EXERCISE BRIEF: An exact repetition of the data below, without images, is the expected answer.

TASK INPUTS:
- - - -

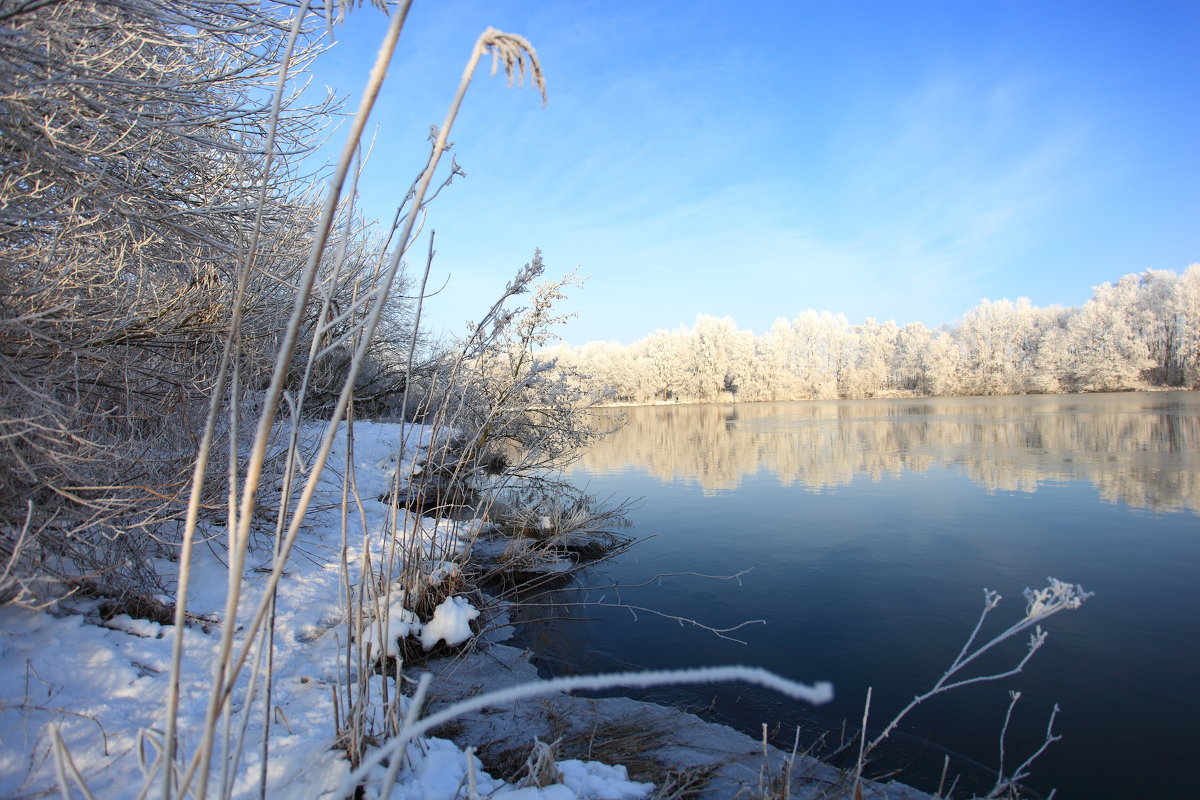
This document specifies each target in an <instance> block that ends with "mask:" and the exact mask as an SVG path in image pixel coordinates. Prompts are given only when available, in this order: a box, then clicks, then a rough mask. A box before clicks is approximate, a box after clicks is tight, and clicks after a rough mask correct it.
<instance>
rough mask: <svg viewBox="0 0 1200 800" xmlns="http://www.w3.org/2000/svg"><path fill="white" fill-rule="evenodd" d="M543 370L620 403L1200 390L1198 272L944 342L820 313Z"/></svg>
mask: <svg viewBox="0 0 1200 800" xmlns="http://www.w3.org/2000/svg"><path fill="white" fill-rule="evenodd" d="M539 356H540V357H541V359H546V360H551V359H552V360H554V361H556V365H557V368H558V371H559V372H560V373H562V375H563V377H564V379H565V380H566V381H568V383H574V384H575V385H576V386H578V387H581V389H582V387H587V389H590V390H599V391H600V392H601V393H602V396H604V397H605V398H606V399H608V401H610V402H622V403H655V402H707V401H788V399H810V398H820V399H832V398H854V397H887V396H896V395H922V396H953V395H1026V393H1044V392H1087V391H1120V390H1128V389H1145V387H1150V386H1171V387H1180V389H1198V387H1200V264H1193V265H1192V266H1189V267H1188V269H1187V270H1186V271H1184V272H1183V273H1182V275H1177V273H1176V272H1172V271H1166V270H1151V271H1146V272H1142V273H1141V275H1127V276H1126V277H1123V278H1121V279H1120V281H1118V282H1117V283H1115V284H1111V283H1104V284H1102V285H1099V287H1096V290H1094V294H1093V296H1092V299H1091V300H1088V301H1087V302H1086V303H1085V305H1084V306H1080V307H1074V308H1064V307H1062V306H1050V307H1046V308H1038V307H1036V306H1033V305H1032V303H1031V302H1030V300H1028V299H1026V297H1021V299H1019V300H1018V301H1016V302H1012V301H1009V300H997V301H990V300H984V301H983V302H980V303H979V305H978V306H976V307H974V308H972V309H970V311H968V312H966V313H965V314H964V315H962V319H961V320H960V321H959V323H958V324H953V325H943V326H942V327H938V329H934V330H931V329H928V327H925V326H924V325H923V324H922V323H912V324H910V325H905V326H904V327H899V326H898V325H896V324H895V323H893V321H887V323H878V321H876V320H875V319H868V320H866V321H865V323H864V324H862V325H851V324H850V323H848V321H847V320H846V317H845V315H844V314H833V313H829V312H827V311H826V312H816V311H811V309H810V311H805V312H802V313H800V314H799V315H798V317H796V319H793V320H791V321H788V320H786V319H784V318H780V319H778V320H775V324H774V325H773V326H772V329H770V330H769V331H768V332H767V333H764V335H762V336H755V335H754V333H752V332H751V331H744V330H739V329H738V326H737V324H736V323H734V321H733V320H732V319H731V318H728V317H722V318H718V317H710V315H707V314H701V315H698V317H697V318H696V324H695V325H692V326H691V327H690V329H689V327H688V326H686V325H682V326H679V327H678V329H676V330H671V331H667V330H658V331H655V332H654V333H650V335H649V336H647V337H646V338H643V339H641V341H638V342H634V343H632V344H629V345H623V344H619V343H616V342H590V343H588V344H583V345H577V347H568V345H565V344H559V345H556V347H551V348H546V349H544V350H541V351H540V353H539Z"/></svg>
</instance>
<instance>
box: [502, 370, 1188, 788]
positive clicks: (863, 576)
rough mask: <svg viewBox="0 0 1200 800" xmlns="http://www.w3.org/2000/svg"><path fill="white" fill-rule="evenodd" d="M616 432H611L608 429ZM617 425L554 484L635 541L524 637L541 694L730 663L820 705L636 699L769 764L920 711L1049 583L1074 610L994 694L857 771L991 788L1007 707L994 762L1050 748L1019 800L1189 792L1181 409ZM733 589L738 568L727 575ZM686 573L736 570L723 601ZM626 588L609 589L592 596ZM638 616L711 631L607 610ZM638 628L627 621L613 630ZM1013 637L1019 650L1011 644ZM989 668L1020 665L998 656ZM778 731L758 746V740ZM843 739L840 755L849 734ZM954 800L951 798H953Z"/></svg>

- - - -

RESULT FOR THIS TASK:
This document specifies each target in an <instance> block that ends with "mask:" and the exact mask as an SVG path in image pixel coordinates. Prompts are given only when available, in this order: a box, then clicks, then a rough mask. A box before clicks is approximate, a box after clicks is tight, and clicks after a rough mask correct it.
<instance>
rough mask: <svg viewBox="0 0 1200 800" xmlns="http://www.w3.org/2000/svg"><path fill="white" fill-rule="evenodd" d="M543 370L620 403L1200 390L1198 272L944 342L820 313Z"/></svg>
mask: <svg viewBox="0 0 1200 800" xmlns="http://www.w3.org/2000/svg"><path fill="white" fill-rule="evenodd" d="M539 356H540V357H541V359H546V360H551V359H552V360H554V361H556V365H557V368H558V371H559V372H560V373H562V375H563V377H564V379H565V380H566V381H568V383H574V384H575V385H576V386H578V387H581V389H582V387H587V389H590V390H599V391H600V392H601V393H602V396H604V397H605V398H606V399H608V401H610V402H622V403H655V402H707V401H788V399H810V398H820V399H832V398H854V397H887V396H896V395H922V396H953V395H1026V393H1044V392H1087V391H1120V390H1128V389H1145V387H1150V386H1171V387H1180V389H1198V387H1200V264H1193V265H1192V266H1189V267H1188V269H1187V270H1186V271H1184V272H1183V273H1182V275H1177V273H1176V272H1172V271H1166V270H1151V271H1146V272H1142V273H1141V275H1127V276H1126V277H1123V278H1121V279H1120V281H1118V282H1117V283H1115V284H1111V283H1104V284H1102V285H1099V287H1096V290H1094V294H1093V296H1092V299H1091V300H1088V301H1087V302H1086V303H1085V305H1084V306H1080V307H1074V308H1064V307H1062V306H1050V307H1046V308H1038V307H1036V306H1033V305H1032V303H1031V302H1030V300H1028V299H1026V297H1021V299H1019V300H1018V301H1016V302H1012V301H1009V300H997V301H990V300H984V301H983V302H980V303H979V305H978V306H976V307H974V308H972V309H970V311H968V312H966V313H965V314H964V315H962V319H961V320H960V321H959V323H958V324H953V325H943V326H942V327H938V329H934V330H931V329H928V327H925V326H924V325H923V324H922V323H912V324H910V325H905V326H904V327H899V326H898V325H896V324H895V323H893V321H887V323H878V321H876V320H875V319H868V320H866V321H865V323H864V324H862V325H851V324H850V323H848V321H847V320H846V317H845V315H844V314H833V313H829V312H827V311H826V312H816V311H811V309H810V311H805V312H802V313H800V314H799V315H798V317H796V319H793V320H791V321H788V320H786V319H784V318H780V319H778V320H775V324H774V325H773V326H772V329H770V330H769V331H768V332H767V333H764V335H762V336H755V335H754V333H752V332H751V331H744V330H739V329H738V326H737V324H736V323H734V321H733V320H732V319H731V318H728V317H722V318H718V317H710V315H707V314H701V315H698V317H697V318H696V324H695V325H692V326H691V327H690V329H689V327H688V326H686V325H682V326H679V327H678V329H676V330H671V331H667V330H658V331H655V332H654V333H650V335H649V336H647V337H646V338H643V339H641V341H638V342H634V343H632V344H629V345H623V344H619V343H616V342H590V343H588V344H583V345H577V347H568V345H565V344H559V345H556V347H551V348H546V349H544V350H541V351H540V353H539Z"/></svg>
</instance>
<instance>
box: [502, 370, 1188, 788]
positive clicks: (863, 576)
rough mask: <svg viewBox="0 0 1200 800" xmlns="http://www.w3.org/2000/svg"><path fill="white" fill-rule="evenodd" d="M616 432H611L608 429ZM617 425L554 484L635 541L524 637L541 694L730 663L820 705L636 699L769 764L920 711L1049 583L1074 610L994 694L857 771L991 788L1007 707L994 762L1050 748L1019 800L1189 792L1181 409ZM733 589L738 568L727 575ZM686 573L736 570L723 601ZM626 588L609 589L592 596ZM638 616L711 631L607 610ZM638 628L627 621L613 630ZM1013 637L1019 650L1011 644ZM989 668L1020 665L998 656ZM778 731L758 746V740ZM843 739L840 755L849 734ZM954 800L951 798H953Z"/></svg>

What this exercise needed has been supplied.